▸ EXERCISE INSTRUCTIONS:
1) Answer these questions from the article about the honored bottling plant employees:
(a) On what date did the employee fall unconscious?
(b) Who presented the honors at the facility?
(c) Where did the employee fall unconscious, according to the plant manager?
2) Duplicate the article about the honored bottling plant employees word for word, from the words "Rakocevic was at" to the words "Manager Gareth O’Connell.".

▸ SELECTED PASSAGE:
----

Bottling plant employees honoured

By Sean Delaney

“On November 13, 2020, your actions saved a life,” Humber River-Black Creek MPP Tom Rakocevic said to a group of employees at the Weston Coke Canada bottling facility. “Because of you, a family remains whole.”

On that Friday in November, an employee at the Weston bottling facility fell unconscious during their shift. And thanks to the actions of four employees and the supportive actions of all of those on shift that day, that employee has lived to tell the tale.

Rakocevic was at the facility this past week to present honours to Manufacturing Supervisor Ihuoma Onuoha, Manufacturing Supervisor Ernest Ashwood, Forklift Operator David Murray and Production Worker Shirlene Peddie.

“Myself and the whole Coca-Cola family and this employees’ family are very grateful to the people we had on site that day,” said Plant Manager Gareth O’Connell.

According to O’Connell, the employee fell unconscious on the production floor. Murray and Peddie, as well as Onuoha and Ashwood immediately jumped to his aid.

----

▸ LISTED RECORDS:
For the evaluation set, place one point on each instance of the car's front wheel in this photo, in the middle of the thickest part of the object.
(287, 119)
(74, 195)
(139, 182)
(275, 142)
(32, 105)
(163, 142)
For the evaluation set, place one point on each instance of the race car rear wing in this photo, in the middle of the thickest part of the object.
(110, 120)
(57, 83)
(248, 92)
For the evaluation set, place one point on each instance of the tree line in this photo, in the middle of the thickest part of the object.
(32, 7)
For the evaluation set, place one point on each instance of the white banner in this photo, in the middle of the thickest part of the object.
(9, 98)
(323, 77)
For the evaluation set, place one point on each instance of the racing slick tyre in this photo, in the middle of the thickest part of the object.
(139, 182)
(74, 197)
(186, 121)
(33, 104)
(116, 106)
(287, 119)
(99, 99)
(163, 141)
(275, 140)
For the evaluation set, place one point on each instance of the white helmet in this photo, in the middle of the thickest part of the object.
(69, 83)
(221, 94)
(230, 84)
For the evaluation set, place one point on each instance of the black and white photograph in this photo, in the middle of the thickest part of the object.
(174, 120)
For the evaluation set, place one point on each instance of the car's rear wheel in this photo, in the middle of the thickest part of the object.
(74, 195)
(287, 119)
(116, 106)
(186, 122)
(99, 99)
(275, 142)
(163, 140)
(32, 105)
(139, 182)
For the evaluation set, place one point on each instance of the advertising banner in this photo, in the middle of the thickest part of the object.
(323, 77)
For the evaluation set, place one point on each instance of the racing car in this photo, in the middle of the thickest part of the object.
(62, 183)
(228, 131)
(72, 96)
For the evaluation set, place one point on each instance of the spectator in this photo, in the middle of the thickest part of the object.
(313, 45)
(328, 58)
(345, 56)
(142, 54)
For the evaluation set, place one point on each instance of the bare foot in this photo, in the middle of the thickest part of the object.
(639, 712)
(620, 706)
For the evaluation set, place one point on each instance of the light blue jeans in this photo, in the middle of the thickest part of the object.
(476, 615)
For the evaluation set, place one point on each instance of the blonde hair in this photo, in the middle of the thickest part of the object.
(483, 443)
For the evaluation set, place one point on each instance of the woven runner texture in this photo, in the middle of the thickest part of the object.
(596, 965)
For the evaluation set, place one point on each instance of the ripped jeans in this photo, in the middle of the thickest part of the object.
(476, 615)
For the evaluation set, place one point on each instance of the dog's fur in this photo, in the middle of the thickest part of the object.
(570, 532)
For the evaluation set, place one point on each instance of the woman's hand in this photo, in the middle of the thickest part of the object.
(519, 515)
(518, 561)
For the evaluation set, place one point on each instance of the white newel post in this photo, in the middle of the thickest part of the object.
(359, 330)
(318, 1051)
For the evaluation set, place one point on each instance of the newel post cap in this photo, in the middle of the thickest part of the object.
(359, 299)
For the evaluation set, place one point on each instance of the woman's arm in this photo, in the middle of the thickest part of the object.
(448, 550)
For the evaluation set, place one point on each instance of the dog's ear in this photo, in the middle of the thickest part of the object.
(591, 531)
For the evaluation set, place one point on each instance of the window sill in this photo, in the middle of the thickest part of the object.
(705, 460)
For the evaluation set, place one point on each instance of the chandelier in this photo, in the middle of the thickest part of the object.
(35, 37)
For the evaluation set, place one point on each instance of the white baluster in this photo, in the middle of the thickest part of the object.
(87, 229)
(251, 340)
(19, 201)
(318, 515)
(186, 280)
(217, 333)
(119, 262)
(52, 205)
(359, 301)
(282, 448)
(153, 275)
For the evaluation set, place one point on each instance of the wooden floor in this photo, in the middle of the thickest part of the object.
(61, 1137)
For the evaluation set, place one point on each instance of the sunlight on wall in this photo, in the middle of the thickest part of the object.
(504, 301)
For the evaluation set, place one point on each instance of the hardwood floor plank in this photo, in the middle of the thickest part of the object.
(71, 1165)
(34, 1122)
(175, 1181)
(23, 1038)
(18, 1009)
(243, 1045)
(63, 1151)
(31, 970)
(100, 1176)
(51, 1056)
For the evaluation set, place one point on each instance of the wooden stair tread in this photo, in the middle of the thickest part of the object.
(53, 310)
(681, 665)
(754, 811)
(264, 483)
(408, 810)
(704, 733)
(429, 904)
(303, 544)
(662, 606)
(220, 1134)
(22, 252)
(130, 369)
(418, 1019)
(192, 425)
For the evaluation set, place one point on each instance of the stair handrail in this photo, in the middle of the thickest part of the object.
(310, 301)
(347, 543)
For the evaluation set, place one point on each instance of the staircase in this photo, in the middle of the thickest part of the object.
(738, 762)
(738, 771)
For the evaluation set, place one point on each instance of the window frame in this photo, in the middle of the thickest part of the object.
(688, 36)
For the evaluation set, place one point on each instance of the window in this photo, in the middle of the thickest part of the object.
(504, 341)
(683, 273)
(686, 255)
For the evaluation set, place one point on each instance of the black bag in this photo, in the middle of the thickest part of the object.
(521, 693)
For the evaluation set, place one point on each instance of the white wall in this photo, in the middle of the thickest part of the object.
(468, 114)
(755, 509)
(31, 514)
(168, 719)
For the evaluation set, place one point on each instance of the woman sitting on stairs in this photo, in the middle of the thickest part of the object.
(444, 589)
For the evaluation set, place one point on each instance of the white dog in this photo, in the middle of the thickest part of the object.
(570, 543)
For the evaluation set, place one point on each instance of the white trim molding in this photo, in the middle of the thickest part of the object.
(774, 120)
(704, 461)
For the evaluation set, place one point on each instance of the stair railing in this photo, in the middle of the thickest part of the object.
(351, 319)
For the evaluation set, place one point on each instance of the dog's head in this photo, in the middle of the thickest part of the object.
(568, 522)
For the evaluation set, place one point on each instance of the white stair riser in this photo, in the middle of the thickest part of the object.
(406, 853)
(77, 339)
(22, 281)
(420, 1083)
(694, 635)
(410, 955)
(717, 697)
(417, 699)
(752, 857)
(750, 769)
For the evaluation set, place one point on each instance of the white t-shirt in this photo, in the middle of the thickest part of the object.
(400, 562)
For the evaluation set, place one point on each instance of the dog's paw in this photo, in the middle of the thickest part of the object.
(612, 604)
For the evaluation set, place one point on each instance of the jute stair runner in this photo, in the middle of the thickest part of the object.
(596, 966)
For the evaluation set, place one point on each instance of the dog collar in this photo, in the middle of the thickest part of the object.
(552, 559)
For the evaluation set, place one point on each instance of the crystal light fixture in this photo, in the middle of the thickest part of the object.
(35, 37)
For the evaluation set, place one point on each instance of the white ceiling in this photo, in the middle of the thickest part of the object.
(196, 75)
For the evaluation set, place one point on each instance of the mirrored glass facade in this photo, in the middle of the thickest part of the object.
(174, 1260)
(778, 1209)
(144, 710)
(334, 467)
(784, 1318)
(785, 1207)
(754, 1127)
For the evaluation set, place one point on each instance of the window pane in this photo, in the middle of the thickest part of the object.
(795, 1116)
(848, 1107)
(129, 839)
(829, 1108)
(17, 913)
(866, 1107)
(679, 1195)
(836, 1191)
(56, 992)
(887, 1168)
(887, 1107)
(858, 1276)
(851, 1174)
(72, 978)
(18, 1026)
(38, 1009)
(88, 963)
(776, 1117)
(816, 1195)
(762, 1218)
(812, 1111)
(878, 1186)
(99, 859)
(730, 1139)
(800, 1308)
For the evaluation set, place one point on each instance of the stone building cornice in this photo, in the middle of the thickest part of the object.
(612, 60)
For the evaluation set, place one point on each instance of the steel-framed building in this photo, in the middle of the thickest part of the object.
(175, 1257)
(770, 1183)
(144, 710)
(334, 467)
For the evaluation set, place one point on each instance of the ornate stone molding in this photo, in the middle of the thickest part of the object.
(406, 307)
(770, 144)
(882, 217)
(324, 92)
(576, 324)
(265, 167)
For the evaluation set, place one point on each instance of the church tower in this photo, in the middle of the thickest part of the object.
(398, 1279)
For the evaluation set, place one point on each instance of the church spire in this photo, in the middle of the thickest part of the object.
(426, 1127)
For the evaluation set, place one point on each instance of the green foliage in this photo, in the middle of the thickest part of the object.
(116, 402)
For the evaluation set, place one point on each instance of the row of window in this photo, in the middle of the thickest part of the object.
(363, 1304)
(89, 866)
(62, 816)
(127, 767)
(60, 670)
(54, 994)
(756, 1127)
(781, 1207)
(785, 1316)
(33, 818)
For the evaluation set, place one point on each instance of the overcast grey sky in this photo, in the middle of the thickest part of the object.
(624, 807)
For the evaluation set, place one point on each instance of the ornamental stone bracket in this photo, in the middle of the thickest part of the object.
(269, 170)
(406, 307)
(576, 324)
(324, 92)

----

▸ PER-TASK OUTPUTS:
1)
(a) November 13, 2020
(b) Humber River-Black Creek MPP Tom Rakocevic
(c) On the production floor

2)
Rakocevic was at the facility this past week to present honours to Manufacturing Supervisor Ihuoma Onuoha, Manufacturing Supervisor Ernest Ashwood, Forklift Operator David Murray and Production Worker Shirlene Peddie.

“Myself and the whole Coca-Cola family and this employees’ family are very grateful to the people we had on site that day,” said Plant Manager Gareth O’Connell.